From the line that contains "of the white" down to the last line of the data below, restate every line word for word, skipping any images.
** start of SUPPLIED DATA **
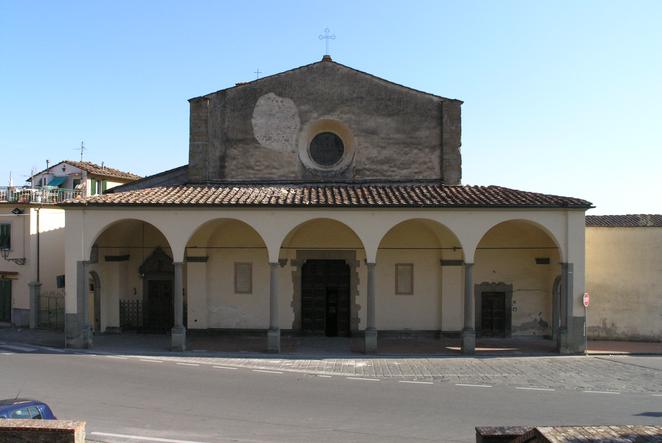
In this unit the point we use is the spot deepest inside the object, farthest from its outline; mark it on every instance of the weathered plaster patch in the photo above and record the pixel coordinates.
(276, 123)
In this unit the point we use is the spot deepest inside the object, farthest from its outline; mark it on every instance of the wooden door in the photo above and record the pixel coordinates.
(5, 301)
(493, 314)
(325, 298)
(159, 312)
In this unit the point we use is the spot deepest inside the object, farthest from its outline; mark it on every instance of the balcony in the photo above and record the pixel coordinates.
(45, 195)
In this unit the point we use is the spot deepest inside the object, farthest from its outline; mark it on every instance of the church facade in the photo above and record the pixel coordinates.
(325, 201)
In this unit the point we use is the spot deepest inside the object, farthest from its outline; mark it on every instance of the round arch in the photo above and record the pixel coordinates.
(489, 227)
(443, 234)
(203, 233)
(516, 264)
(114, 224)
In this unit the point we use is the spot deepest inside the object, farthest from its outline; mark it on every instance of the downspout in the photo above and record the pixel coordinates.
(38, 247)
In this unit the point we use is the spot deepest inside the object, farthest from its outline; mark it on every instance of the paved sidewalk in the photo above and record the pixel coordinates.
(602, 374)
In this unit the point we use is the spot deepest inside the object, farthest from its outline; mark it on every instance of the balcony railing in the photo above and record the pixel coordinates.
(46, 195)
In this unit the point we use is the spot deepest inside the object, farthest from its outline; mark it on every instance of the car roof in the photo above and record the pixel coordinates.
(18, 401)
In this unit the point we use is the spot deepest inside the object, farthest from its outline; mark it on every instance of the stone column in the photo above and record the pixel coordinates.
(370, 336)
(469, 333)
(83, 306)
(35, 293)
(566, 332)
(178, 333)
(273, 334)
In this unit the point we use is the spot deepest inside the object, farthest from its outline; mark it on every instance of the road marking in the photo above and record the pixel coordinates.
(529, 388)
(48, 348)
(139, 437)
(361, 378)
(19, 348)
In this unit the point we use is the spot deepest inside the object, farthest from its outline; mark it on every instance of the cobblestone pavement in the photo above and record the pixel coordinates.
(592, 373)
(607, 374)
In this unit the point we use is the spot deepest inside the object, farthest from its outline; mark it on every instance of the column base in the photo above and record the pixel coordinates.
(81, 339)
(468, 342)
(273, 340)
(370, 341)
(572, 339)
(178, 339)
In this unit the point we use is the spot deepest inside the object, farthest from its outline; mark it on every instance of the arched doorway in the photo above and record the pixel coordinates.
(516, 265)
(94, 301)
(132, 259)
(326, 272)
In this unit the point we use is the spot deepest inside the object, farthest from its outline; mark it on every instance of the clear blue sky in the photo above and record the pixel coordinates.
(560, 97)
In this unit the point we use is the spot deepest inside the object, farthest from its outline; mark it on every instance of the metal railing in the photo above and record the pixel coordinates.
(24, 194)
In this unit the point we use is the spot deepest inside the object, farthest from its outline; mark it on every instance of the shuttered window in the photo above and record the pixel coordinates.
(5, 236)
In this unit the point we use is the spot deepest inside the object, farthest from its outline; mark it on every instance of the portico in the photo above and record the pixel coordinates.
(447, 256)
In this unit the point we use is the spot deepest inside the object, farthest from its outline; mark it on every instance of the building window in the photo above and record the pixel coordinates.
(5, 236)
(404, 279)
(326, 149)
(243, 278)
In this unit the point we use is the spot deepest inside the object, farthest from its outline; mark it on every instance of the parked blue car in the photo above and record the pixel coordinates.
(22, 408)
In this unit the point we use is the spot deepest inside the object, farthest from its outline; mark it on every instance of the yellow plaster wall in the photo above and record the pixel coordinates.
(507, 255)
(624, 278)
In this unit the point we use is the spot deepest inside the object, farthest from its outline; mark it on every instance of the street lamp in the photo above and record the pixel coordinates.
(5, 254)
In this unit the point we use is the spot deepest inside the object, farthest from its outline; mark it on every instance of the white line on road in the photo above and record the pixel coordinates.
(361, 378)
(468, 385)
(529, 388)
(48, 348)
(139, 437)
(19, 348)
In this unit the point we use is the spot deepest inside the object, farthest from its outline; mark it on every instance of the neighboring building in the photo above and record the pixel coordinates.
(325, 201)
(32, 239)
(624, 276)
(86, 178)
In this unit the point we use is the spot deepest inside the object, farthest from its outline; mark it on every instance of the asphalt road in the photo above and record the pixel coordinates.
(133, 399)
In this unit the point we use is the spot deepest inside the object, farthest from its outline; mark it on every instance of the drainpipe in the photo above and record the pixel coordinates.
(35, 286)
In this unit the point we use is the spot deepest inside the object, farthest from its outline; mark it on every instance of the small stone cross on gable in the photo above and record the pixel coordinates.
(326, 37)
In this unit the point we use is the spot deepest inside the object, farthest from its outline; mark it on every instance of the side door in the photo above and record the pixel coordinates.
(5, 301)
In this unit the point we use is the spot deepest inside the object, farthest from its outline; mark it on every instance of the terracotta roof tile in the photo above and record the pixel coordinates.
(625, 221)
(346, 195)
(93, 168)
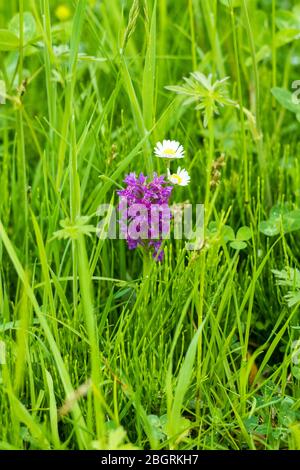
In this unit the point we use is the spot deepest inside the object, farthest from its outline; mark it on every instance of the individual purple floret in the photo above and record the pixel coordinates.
** end of SUPPLIED DATA **
* [FINISHED ANSWER]
In this unit the point we use is the spot deepest inside the object, farthest from its outline; mark it on every instance of the white line on road in the photo above and record the pixel coordinates.
(361, 378)
(468, 385)
(529, 388)
(48, 348)
(139, 437)
(19, 348)
In this unit the point we use is the spot deepest inside the object, farthest from its outline; mark it on every instance of the neighboring building in the photo above and record the pixel coordinates.
(325, 201)
(32, 239)
(624, 276)
(86, 178)
In this unit the point we use is the spot deepest inside the object, farthest from its outline; mark it on every instance of the asphalt road in the photo above and record the pixel coordinates.
(133, 399)
In this unit the point we use is the spot deepest inside the object, farthest from its outline; mark it on every instance of the drainpipe in the photo above and record the pixel coordinates.
(35, 286)
In this unit the point we use is the spot deepest inside the object, farthest from its outline; mark it on every instance of the small stone cross on gable in the photo above and record the pixel coordinates.
(326, 37)
In this unit the point we use is the spot deepest inside the object, farthest from its outline; mark it on every instance of the side door in the photo above and record the pixel coordinates.
(5, 301)
In this unit the point we use is the spot deepest inside the object, farthest from its outline; mark it on every instance of the terracotta roof tile in the photo above and record the pixel coordinates.
(625, 221)
(346, 195)
(93, 168)
In this unit the point we use is the spot deepest inside the object, farthest from its outline; mark it on every instance of the individual purple floret in the photo above and record the pixel coordinates.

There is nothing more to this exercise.